### [Study material]
*** Begin section ***
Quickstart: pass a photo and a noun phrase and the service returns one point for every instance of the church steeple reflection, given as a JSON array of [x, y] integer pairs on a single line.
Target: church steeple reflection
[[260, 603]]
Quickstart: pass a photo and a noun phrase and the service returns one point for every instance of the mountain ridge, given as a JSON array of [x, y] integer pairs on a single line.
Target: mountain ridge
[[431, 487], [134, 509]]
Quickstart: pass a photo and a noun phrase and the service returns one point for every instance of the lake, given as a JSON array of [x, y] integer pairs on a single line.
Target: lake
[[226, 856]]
*** End section ***
*** Begin section ***
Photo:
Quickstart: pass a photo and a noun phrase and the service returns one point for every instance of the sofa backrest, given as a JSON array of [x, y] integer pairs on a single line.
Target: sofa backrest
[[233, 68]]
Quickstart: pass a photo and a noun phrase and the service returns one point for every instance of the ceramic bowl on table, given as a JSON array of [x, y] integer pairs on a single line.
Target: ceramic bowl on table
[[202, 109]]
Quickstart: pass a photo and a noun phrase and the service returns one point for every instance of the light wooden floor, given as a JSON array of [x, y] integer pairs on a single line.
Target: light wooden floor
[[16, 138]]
*** End section ***
*** Begin section ***
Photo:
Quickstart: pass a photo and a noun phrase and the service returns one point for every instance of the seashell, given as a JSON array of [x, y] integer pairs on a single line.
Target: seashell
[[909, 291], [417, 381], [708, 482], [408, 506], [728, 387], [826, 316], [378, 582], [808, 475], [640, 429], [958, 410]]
*** End section ***
### [Problem]
Only the lines that hold the word "integer" are wanted; each should be pulled from the records.

### [Result for this exercise]
Quickstart: pass a photo and a noun phrase and the service returns one point for every instance of the church steeple reflection, given as a JSON array of [x, y] integer pairs on a single line.
Quickstart: pass a photo and a noun phrase and the service returns one point for every instance of the mountain ridge, given as a JSON array of [x, y] integer pairs on a single line.
Quickstart: pass a photo and a noun phrase and the service returns one point for every instance of the lake, given as a JSON array of [x, y] integer pairs on a single line.
Quickstart: pass a photo and a noun phrase and the service returns one point for every instance of the sofa backrest, given as a JSON array of [x, y] integer pairs on a single line.
Quickstart: pass a photo and a noun phrase and the service returns one point for every instance of the ceramic bowl on table, given as a JSON array of [x, y] integer pairs on a single line.
Quickstart: pass a photo and a noun phrase and the service returns one point for every instance of the light wooden floor, given as a JSON array of [x, y] integer pairs on a single line.
Quickstart: pass a photo and a noun phrase and the service returns one point for every instance of the seashell, given as a JSON array of [x, y] integer pairs on a single line.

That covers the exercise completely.